- [STATED PROBLEM] How many lines in the records below contain the string "white"? Reply with the number alone.

- [RECORDS SHOWN]
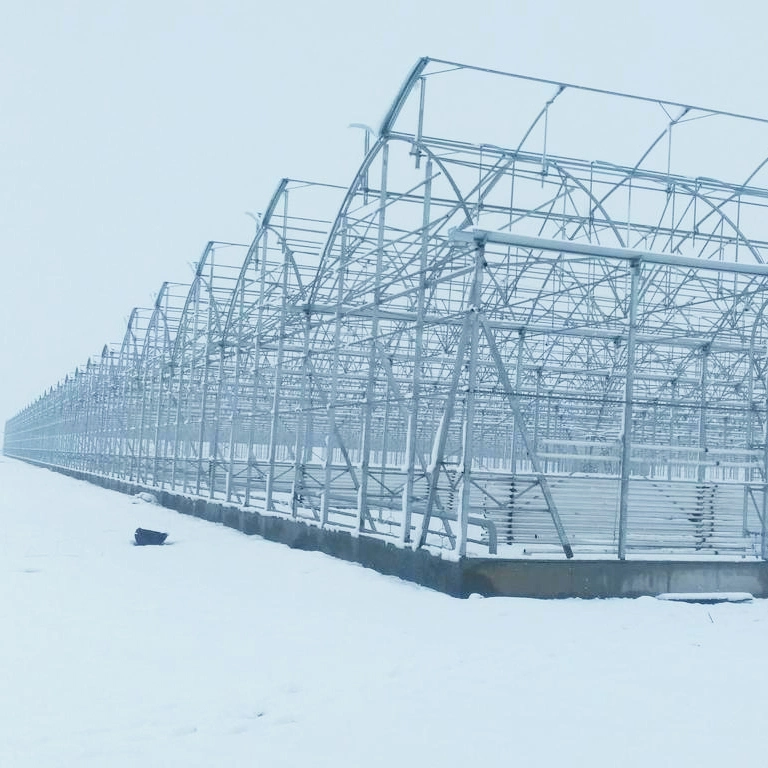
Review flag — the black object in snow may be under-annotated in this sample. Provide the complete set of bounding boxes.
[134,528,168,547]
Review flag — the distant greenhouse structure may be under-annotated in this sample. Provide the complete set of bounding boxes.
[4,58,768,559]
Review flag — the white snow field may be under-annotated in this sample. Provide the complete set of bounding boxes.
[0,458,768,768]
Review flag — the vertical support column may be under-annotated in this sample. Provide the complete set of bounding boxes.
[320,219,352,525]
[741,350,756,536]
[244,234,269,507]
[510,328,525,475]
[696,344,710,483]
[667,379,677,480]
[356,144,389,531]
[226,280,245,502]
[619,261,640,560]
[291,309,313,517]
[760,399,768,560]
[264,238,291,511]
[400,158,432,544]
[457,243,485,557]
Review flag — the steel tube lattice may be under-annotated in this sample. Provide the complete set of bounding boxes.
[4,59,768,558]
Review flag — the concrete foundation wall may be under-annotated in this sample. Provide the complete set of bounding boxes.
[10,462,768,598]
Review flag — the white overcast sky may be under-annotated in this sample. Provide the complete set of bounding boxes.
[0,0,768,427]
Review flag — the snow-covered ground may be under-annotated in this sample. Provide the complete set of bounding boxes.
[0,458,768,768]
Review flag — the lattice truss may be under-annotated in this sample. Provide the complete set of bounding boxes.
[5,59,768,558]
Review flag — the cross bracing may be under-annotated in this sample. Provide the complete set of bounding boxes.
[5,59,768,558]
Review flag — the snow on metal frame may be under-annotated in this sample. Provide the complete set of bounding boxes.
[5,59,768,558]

--

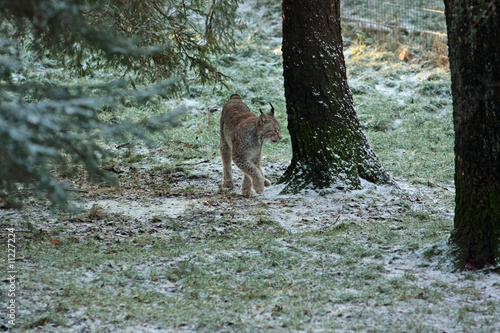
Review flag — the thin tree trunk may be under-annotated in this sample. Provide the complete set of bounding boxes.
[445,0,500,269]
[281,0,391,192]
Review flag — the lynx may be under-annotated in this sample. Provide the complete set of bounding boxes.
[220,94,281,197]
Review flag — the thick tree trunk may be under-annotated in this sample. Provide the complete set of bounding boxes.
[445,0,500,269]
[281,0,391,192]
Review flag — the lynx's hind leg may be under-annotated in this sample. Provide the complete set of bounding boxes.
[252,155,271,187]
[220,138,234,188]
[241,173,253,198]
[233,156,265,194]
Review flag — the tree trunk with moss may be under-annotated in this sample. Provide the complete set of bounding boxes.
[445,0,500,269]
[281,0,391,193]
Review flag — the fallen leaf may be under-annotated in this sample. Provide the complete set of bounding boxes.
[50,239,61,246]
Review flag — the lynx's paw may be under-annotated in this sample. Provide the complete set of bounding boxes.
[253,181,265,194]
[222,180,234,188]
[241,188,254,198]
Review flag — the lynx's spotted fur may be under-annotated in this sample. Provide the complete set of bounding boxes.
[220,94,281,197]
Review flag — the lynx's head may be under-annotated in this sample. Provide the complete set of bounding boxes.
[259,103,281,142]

--

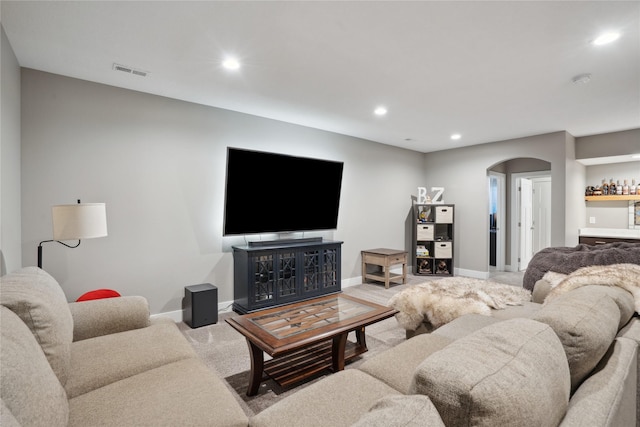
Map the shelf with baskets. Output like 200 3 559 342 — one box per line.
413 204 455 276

- [COMPLETE ANSWER] 2